**THE TASK**
Down to the last line, print the material below verbatim.

**DATA**
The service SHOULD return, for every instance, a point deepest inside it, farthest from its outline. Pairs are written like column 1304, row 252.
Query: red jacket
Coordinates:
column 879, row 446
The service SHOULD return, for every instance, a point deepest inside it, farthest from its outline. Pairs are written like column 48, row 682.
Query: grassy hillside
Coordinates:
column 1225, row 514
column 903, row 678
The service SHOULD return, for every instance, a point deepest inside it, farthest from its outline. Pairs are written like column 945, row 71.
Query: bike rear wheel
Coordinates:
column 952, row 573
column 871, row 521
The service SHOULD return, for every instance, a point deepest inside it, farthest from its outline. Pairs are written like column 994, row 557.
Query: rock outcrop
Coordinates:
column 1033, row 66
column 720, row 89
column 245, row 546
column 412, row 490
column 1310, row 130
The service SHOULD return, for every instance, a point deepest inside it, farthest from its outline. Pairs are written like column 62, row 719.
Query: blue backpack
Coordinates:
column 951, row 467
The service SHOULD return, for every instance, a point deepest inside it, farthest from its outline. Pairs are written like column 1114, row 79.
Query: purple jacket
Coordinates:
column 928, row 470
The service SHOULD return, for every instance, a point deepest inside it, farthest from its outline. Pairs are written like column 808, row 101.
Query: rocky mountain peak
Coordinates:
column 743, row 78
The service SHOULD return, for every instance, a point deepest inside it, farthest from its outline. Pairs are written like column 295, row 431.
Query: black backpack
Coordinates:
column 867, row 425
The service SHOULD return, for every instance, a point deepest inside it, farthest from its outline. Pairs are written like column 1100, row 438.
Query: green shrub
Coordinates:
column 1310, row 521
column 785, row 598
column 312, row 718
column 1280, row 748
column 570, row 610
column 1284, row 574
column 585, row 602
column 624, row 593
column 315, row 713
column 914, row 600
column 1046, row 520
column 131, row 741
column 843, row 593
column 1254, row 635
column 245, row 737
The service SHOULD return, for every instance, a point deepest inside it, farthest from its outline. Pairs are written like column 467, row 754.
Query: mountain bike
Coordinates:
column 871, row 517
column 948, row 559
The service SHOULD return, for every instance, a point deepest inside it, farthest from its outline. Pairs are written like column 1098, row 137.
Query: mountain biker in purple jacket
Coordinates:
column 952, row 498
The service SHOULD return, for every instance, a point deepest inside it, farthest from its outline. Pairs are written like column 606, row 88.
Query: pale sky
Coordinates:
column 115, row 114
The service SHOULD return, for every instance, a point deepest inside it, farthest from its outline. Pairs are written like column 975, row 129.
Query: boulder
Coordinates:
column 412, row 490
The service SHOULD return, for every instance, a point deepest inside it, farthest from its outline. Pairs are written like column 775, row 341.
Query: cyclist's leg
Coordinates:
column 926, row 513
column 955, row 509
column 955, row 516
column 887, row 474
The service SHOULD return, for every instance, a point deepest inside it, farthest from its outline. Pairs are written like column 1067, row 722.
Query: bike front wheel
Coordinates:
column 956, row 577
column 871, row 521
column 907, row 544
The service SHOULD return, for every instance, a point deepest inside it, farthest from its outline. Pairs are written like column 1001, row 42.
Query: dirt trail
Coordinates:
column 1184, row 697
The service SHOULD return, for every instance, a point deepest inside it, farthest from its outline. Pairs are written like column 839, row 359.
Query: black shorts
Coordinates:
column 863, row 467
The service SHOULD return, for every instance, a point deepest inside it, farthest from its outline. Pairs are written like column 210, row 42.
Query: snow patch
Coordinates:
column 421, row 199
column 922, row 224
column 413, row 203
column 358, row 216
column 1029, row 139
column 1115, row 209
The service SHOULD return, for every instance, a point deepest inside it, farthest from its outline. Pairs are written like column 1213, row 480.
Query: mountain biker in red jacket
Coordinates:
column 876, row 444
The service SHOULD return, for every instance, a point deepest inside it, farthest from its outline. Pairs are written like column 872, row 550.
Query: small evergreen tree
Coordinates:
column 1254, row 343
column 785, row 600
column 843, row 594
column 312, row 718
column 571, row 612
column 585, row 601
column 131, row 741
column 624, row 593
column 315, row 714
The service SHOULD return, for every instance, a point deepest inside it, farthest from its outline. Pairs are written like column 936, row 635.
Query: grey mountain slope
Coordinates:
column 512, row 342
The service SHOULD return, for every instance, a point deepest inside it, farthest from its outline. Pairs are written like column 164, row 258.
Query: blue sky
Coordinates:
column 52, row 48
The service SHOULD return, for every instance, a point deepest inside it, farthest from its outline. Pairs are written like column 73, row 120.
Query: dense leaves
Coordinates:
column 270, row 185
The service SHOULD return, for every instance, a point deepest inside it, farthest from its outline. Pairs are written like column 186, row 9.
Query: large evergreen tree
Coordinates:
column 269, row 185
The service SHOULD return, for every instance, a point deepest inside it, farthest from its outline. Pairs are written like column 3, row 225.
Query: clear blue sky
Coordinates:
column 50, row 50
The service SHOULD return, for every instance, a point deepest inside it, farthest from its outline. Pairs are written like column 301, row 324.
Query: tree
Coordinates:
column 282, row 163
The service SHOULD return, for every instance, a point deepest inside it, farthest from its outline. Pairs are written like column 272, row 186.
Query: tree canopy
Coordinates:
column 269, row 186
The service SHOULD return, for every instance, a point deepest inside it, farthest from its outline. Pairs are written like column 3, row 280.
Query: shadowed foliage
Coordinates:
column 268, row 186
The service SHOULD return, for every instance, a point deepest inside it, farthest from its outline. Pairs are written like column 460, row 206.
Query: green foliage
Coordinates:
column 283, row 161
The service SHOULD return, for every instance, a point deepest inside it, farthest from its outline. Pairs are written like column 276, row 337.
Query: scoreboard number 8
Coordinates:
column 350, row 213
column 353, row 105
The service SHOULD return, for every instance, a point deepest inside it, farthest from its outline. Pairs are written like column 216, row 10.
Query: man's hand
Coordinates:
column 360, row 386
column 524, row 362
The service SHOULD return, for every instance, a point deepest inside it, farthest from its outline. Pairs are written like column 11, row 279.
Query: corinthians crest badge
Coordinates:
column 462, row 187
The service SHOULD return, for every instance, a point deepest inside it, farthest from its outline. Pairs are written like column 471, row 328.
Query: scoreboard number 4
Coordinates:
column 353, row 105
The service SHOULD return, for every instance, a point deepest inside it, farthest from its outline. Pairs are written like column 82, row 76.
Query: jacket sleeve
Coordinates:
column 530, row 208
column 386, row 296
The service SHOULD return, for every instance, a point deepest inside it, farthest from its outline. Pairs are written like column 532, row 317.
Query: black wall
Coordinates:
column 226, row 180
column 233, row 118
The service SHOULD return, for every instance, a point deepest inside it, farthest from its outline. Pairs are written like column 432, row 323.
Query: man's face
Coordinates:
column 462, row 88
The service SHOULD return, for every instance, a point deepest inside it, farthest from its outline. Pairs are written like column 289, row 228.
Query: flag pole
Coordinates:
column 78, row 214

**ANSWER TO THIS PROBLEM**
The service SHOULD return, for every instance, a point deepest inside it, farthest from its outline. Pairs are written like column 1304, row 252.
Query: red jacket
Coordinates:
column 879, row 446
The service SHOULD return, for every instance, a point deepest inside it, farthest from its outline. Pairs are written like column 48, row 682.
Query: grassy hillside
Coordinates:
column 1225, row 514
column 903, row 678
The service SHOULD return, for every instance, a point deepest inside it, farthest from its outline. Pairs are written like column 945, row 71.
Query: bike rear wheel
Coordinates:
column 952, row 573
column 871, row 521
The service SHOULD return, for every instance, a point deepest inside it, farthest from its outline. Pairs are written like column 994, row 557.
Query: rock outcrop
Coordinates:
column 1033, row 66
column 720, row 89
column 245, row 546
column 412, row 490
column 1310, row 130
The service SHOULD return, for every instance, a point deepest inside it, farthest from its outline. Pairs are written like column 62, row 719.
Query: blue backpack
Coordinates:
column 951, row 467
The service SHOULD return, for every instance, a point deepest inside it, farthest from its outline. Pairs are written like column 1114, row 79.
Query: purple jacket
Coordinates:
column 928, row 470
The service SHOULD return, for every instance, a point deepest inside it, farthest from its outline. Pairs are written like column 808, row 101.
Query: rocky mountain peak
Coordinates:
column 743, row 78
The service SHOULD return, for every instance, a point deepest inside it, farthest from its outline. Pairs are written like column 295, row 431.
Query: black backpack
Coordinates:
column 867, row 425
The service SHOULD return, for every instance, a point deepest inside it, farthest from its outline. Pairs are written like column 1100, row 438.
Query: green shrub
Coordinates:
column 1310, row 521
column 785, row 598
column 312, row 718
column 1280, row 748
column 570, row 610
column 1284, row 574
column 585, row 602
column 624, row 593
column 315, row 713
column 914, row 600
column 1046, row 520
column 131, row 741
column 843, row 593
column 1254, row 635
column 245, row 737
The service SHOULD return, for every instance, a point deepest inside it, farthest from its outline. Pairs are written like column 467, row 754.
Query: mountain bike
Coordinates:
column 871, row 517
column 948, row 559
The service SHOULD return, for every instance, a point deepest inside it, farthest from its outline. Pairs are written like column 1098, row 137.
Query: mountain biker in purple jacket
Coordinates:
column 952, row 498
The service SHOULD return, for every instance, a point deepest inside it, farthest from its outline. Pairs are written like column 606, row 88.
Query: pale sky
Coordinates:
column 115, row 114
The service SHOULD return, for every instance, a point deepest inside it, farthest from its outline. Pairs are written like column 975, row 129.
Query: boulder
Coordinates:
column 412, row 490
The service SHOULD return, for every instance, a point deepest inside it, farthest from its outline. Pairs are written like column 775, row 341.
Query: cyclist's leg
Coordinates:
column 926, row 513
column 955, row 509
column 955, row 516
column 887, row 474
The service SHOULD return, for every instance, a point deepest inside it, farthest from its outline. Pairs are written like column 1067, row 722.
Query: bike front wheel
Coordinates:
column 956, row 577
column 871, row 521
column 907, row 544
The service SHOULD return, for every instance, a point deepest inside it, farthest from its outline. Pairs are written like column 1001, row 42.
Query: dirt trail
Coordinates:
column 1184, row 697
The service SHOULD return, for every instance, a point deepest inside it, farthest from its outline. Pairs are written like column 839, row 359.
Query: black shorts
Coordinates:
column 863, row 467
The service SHOULD return, for every instance, a point deepest inside it, farthest from its outline. Pairs are written like column 210, row 42.
Query: snow patch
Coordinates:
column 421, row 199
column 922, row 224
column 413, row 203
column 358, row 216
column 1029, row 139
column 1115, row 209
The service SHOULD return, for every instance, a point deepest inside it, farthest from its outline. Pairs are written like column 1213, row 480.
Query: mountain biker in red jacket
Coordinates:
column 876, row 444
The service SHOULD return, for every instance, a point deepest inside it, farthest from its outline. Pairs are written like column 872, row 550.
Query: small evergreen tree
Coordinates:
column 1254, row 343
column 785, row 600
column 843, row 594
column 312, row 718
column 571, row 612
column 585, row 601
column 131, row 741
column 624, row 593
column 315, row 714
The service SHOULD return, for every instance, a point deepest inside it, farthest from its outline. Pairs are written like column 936, row 635.
Query: grey mountain slope
Coordinates:
column 512, row 342
The service SHOULD return, for every instance, a point deepest inside it, farthest from its outline. Pairs are written like column 164, row 258.
Query: blue sky
Coordinates:
column 52, row 48
The service SHOULD return, for every instance, a point deepest inside it, farthest from its outline. Pairs are written like column 73, row 120.
Query: dense leaves
Coordinates:
column 270, row 185
The service SHOULD return, for every instance, a point deepest inside it, farthest from its outline. Pairs are written like column 186, row 9.
Query: large evergreen tree
Coordinates:
column 269, row 185
The service SHOULD return, for every instance, a point deepest inside it, farthest from its outline. Pairs are written like column 3, row 225.
Query: clear blue sky
Coordinates:
column 50, row 50
The service SHOULD return, for every instance, a point deepest inside it, farthest from its outline. Pairs are written like column 301, row 324.
Query: tree
Coordinates:
column 282, row 163
The service SHOULD return, for every instance, a point deepest inside it, farthest from its outline. Pairs are written like column 272, row 186.
Query: tree canopy
Coordinates:
column 269, row 186
The service SHOULD return, for every instance, a point deepest inside it, farthest from its outline. Pairs are written like column 3, row 280.
Query: shadowed foliage
Coordinates:
column 268, row 186
The service SHOULD return, for every instance, a point deepest inside it, farthest from its outline. Pairs are written like column 460, row 206.
Query: green foliage
Coordinates:
column 283, row 161
The service SHOULD return, for every instance, a point deepest inside it, farthest from its outline. Pairs are written like column 276, row 337.
Query: scoreboard number 8
Coordinates:
column 350, row 213
column 353, row 105
The service SHOULD return, for every instance, a point deepest inside it, farthest from its outline. Pairs are written like column 216, row 10.
Query: man's hand
Coordinates:
column 360, row 386
column 524, row 362
The service SHOULD return, for every instance, a point deepest inside it, farthest from its outline. Pairs are written like column 11, row 279.
Query: corinthians crest badge
Coordinates:
column 462, row 187
The service SHOULD return, for every instance, a point deepest inside it, farthest from its outline. Pairs are written like column 471, row 328.
Query: scoreboard number 4
Coordinates:
column 353, row 105
The service SHOULD return, for every instance, a point deepest inside it, farthest from its outline. Pairs are written like column 82, row 76.
Query: jacket sleeve
Coordinates:
column 530, row 208
column 386, row 296
The service SHOULD return, for every instance, a point deepest inside it, farthest from its outline. Pairs are written like column 532, row 317.
Query: black wall
Coordinates:
column 226, row 180
column 233, row 118
The service SHOULD return, for every instance, a point deepest inside it, farthest from its outline. Pairs are written like column 432, row 323.
Query: man's face
Coordinates:
column 462, row 88
The service SHOULD return, for every instance, a point deepest inside it, farthest from its outline. Pairs are written like column 289, row 228.
Query: flag pole
Coordinates:
column 78, row 214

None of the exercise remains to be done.